--- Exercise input ---

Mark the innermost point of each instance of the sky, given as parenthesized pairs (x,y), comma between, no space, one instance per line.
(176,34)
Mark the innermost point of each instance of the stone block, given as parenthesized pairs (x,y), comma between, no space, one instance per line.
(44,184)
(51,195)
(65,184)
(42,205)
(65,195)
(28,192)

---

#### Your task
Could you copy out all the material word for word?

#### Expected output
Mark the innermost point of each instance of the sky, given as parenthesized pairs (x,y), comma between, no space, one instance per line.
(176,34)
Mark the innermost point of each instance of the stone block, given as parenthesized pairs (x,y), comma between, no space, one instance per line.
(44,184)
(51,195)
(65,184)
(42,205)
(65,195)
(28,192)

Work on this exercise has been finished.